> [THE TASK]:
Copy the material below word for word, starting with the line that contains "on the blue" and continuing through the last line of the material. Leave the pictures out of your copy.

> [DATASET ROWS]:
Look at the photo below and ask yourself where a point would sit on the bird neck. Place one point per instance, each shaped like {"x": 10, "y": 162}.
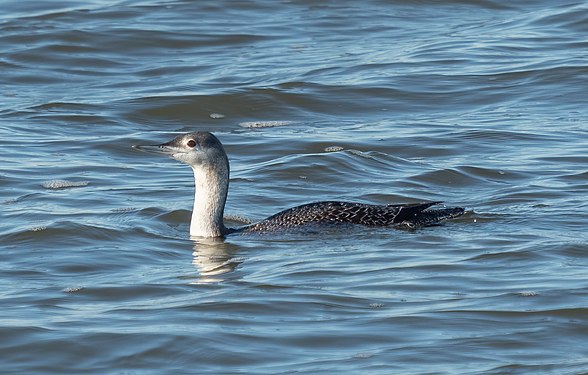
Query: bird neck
{"x": 210, "y": 195}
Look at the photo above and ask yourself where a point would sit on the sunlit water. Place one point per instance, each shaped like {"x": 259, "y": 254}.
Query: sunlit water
{"x": 481, "y": 104}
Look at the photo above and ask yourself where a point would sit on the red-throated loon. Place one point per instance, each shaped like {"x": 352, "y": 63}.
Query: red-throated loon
{"x": 205, "y": 154}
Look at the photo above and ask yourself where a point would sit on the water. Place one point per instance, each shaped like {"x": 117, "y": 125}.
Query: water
{"x": 478, "y": 103}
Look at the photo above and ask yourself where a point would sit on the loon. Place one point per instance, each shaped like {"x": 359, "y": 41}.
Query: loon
{"x": 205, "y": 154}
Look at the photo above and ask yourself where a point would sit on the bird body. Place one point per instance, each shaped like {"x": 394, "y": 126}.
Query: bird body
{"x": 206, "y": 155}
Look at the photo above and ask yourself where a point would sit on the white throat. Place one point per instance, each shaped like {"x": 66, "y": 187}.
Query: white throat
{"x": 210, "y": 195}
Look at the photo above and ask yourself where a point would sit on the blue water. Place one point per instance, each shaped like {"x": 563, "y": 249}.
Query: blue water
{"x": 480, "y": 104}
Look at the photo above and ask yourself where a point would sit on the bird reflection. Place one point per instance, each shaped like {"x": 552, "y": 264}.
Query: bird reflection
{"x": 213, "y": 259}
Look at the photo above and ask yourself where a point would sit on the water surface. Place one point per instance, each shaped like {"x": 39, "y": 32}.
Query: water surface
{"x": 476, "y": 103}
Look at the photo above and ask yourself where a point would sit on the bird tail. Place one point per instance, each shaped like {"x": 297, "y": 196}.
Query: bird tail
{"x": 420, "y": 215}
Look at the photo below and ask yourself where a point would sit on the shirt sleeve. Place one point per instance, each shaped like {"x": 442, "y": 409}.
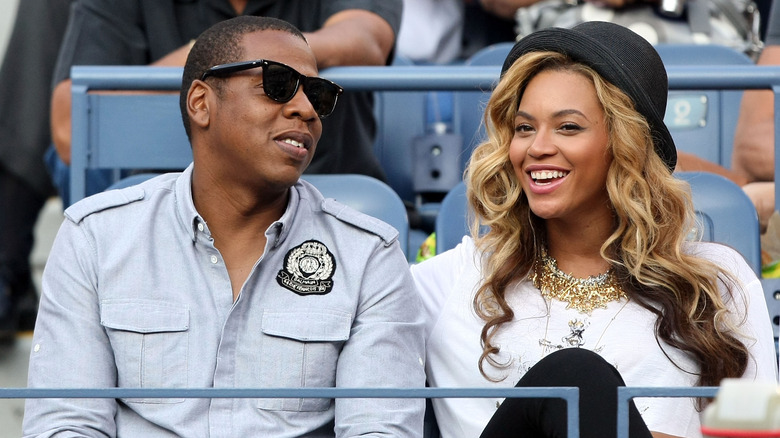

> [SOLUTION BELOW]:
Look at the photo above and ask yourself where a point would sit on the blue water. Place one point per instance, each shaped like {"x": 563, "y": 249}.
Query: blue water
{"x": 480, "y": 104}
Look at the photo above and ask yourself where a point would sit on the bird reflection. Place one point per instance, each shaped like {"x": 552, "y": 264}.
Query: bird reflection
{"x": 213, "y": 259}
Look at the photo above and ask yourself where a point would sit on the water surface. Place one point per instance, each shaped like {"x": 39, "y": 32}.
Query: water surface
{"x": 476, "y": 103}
Look at the photo above and ask yourself where a point would sit on the bird tail. Place one point per instance, each shaped like {"x": 297, "y": 196}.
Query: bird tail
{"x": 420, "y": 215}
Look at the photo below and ask yourself where a point would sit on the shirt sleeve. Place one point per instance, each shaped like {"x": 442, "y": 409}.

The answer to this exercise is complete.